* [EXERCISE DIRECTIONS]
Please copy out the full listing that follows exactly; no picture belongs in the copy.

* [RECORDS TO USE]
+---+
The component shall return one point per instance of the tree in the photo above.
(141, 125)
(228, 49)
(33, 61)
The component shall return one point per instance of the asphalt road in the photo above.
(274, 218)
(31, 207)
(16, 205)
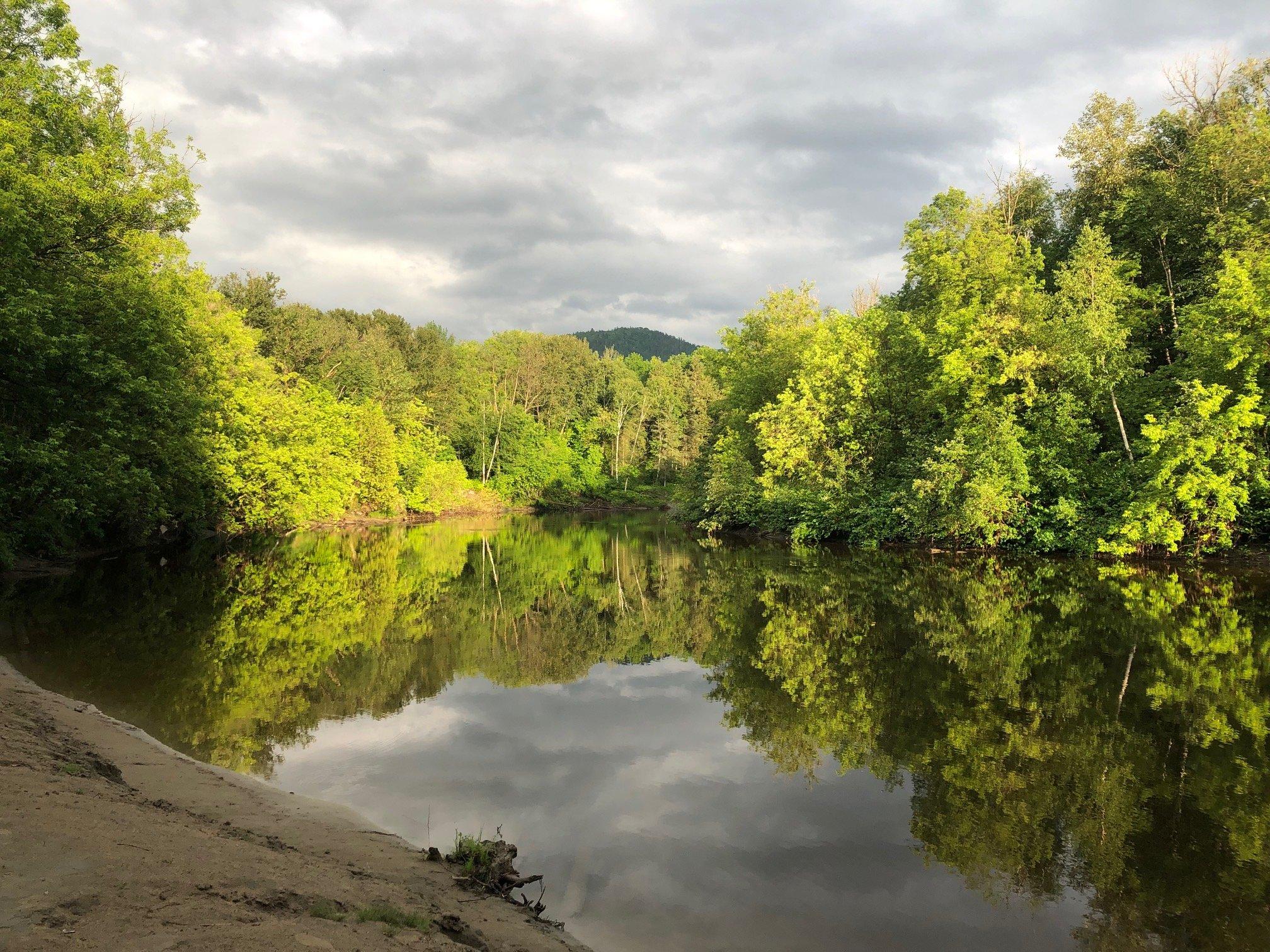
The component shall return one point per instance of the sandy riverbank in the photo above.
+---+
* [EXERCISE RESULT]
The component shall return one point per instance of the tree in the photo above.
(141, 125)
(228, 49)
(33, 61)
The component shall return one point per instance of the asphalt road in the photo above.
(274, 218)
(31, 207)
(16, 205)
The component shall return one point per instance of the sandy riverbank in the photo above.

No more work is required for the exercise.